### EXERCISE INSTRUCTIONS
Copy the passage on socioeconomic systems from "After all, efforts" up to and including "and communist regimes.", renaming "capitalist systems" as "market economies".

### GIVEN PASSAGE
** start **
Over the course of human history, people have usually been able to rely on some stable source of authority and control in their lives, be it religion, the king or queen, or the social order itself. However benevolent or malevolent a regime might be, usually there have been clear lines along which blame or credit can be assigned.
So, even though the complexity and scale of success and failure in today’s world provide ample evidence that no one exerts centralized control over events, it is not surprising that many people today still find it comforting to think some individuals or groups must be manipulating others to their own ends. There is, however, an alternative point of view that may provide a more productive path toward effective action.
After all, efforts to date that have focused on the removal and replacement of any given group that appears to be in control have simply resulted in an alteration of the system, and not the institution of a fundamentally new system. Thus, socialist and communist governments have failed in large part because they were unable to manage resources as effectively as capitalist systems do (which is, of course, not all that well). That is, despite the appearance of having put in place a radically different system of priorities, the constraints of socioeconomics themselves did not change in the context of socialist and communist regimes.
The individual incumbents of social and economic positions have nothing whatsoever to do with the creation of the socioeconomic system’s likelihoods of success and failure, and if they had not accepted their roles in that system, others would have. Changing the system is much more difficult, both conceptually and practically, than merely assigning blame and replacing an individual or group with another individual or group. To the extent the system remains the same, changing the occupants within it makes little difference.
The idea is much the same as was realized in industry when it shifted from quality control’s “tail-chopping” methods to continuous quality improvement’s “curve-shifting” methods. In the former, a certain ratio of acceptable to malformed parts is dictated by the system’s materials and processes. Quality control simply removes the bad parts from the production line and does nothing to change the system. Since quality is often normally distributed, taking the statistical shape of a bell curve, it is accordingly inevitable that cutting off the bad end of that distribution (tail-chopping) only results in it being filled in again in the next production cycle.
** end **
### DATASET CONTENT
** start **
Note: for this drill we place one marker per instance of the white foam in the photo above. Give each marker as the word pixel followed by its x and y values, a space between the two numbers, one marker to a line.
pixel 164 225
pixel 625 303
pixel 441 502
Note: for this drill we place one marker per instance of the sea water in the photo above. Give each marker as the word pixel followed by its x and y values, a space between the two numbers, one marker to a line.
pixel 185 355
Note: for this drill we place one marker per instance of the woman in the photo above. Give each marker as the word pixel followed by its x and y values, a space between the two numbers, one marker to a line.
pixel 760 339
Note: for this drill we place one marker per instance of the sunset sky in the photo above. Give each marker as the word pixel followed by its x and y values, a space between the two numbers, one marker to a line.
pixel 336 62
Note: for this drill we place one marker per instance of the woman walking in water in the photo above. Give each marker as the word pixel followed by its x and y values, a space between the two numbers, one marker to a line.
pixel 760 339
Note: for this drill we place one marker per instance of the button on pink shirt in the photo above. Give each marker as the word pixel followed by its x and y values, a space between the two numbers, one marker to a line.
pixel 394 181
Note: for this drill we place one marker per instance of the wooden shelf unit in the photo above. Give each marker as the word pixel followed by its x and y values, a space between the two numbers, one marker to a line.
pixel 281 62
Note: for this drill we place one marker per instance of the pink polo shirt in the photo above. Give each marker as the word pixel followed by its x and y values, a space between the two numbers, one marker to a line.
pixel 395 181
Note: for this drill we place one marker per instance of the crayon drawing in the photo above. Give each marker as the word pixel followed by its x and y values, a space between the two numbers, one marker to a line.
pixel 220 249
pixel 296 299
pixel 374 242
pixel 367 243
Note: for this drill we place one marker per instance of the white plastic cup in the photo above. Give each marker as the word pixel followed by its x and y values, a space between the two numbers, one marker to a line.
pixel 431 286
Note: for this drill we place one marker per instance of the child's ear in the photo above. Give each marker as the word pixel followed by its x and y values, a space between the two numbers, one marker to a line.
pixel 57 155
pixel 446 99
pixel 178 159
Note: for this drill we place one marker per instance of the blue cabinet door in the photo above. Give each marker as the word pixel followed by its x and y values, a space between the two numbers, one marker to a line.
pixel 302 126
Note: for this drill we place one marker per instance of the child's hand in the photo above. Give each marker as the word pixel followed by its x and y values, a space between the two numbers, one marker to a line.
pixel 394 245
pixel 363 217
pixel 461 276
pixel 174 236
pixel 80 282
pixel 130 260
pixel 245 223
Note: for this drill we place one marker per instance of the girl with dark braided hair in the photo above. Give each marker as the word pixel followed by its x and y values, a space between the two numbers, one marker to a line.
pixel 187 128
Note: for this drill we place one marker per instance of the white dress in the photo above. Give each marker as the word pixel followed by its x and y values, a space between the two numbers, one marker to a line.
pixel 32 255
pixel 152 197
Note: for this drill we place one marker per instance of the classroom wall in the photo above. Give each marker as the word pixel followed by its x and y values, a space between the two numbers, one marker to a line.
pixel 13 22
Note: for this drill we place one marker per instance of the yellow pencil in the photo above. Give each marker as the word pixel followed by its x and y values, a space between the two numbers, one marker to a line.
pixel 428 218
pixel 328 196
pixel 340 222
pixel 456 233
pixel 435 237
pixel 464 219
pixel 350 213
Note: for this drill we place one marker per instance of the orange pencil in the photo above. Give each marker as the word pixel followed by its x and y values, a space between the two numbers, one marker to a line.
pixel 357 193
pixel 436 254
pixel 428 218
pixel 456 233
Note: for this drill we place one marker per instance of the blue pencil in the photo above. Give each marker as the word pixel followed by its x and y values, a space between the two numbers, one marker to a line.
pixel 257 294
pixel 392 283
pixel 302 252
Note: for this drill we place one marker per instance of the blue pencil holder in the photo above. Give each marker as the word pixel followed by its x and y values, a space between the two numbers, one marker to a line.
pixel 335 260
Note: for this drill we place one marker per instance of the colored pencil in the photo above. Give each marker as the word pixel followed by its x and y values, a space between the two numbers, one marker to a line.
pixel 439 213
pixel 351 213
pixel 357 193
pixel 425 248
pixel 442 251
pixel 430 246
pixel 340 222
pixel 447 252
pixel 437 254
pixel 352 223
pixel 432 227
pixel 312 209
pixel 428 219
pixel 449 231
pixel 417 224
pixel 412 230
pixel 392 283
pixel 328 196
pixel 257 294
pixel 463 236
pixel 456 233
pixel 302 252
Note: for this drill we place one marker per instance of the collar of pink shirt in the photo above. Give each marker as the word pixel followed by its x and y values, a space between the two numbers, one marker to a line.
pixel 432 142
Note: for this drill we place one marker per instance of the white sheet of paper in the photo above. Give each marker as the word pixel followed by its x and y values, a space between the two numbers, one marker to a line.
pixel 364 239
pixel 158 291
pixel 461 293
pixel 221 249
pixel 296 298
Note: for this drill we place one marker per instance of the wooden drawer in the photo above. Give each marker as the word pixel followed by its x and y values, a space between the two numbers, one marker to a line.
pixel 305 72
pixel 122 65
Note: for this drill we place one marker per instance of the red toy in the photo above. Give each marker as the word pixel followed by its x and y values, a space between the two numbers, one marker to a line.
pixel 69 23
** end **
### FINAL RESULT
After all, efforts to date that have focused on the removal and replacement of any given group that appears to be in control have simply resulted in an alteration of the system, and not the institution of a fundamentally new system. Thus, socialist and communist governments have failed in large part because they were unable to manage resources as effectively as market economies do (which is, of course, not all that well). That is, despite the appearance of having put in place a radically different system of priorities, the constraints of socioeconomics themselves did not change in the context of socialist and communist regimes.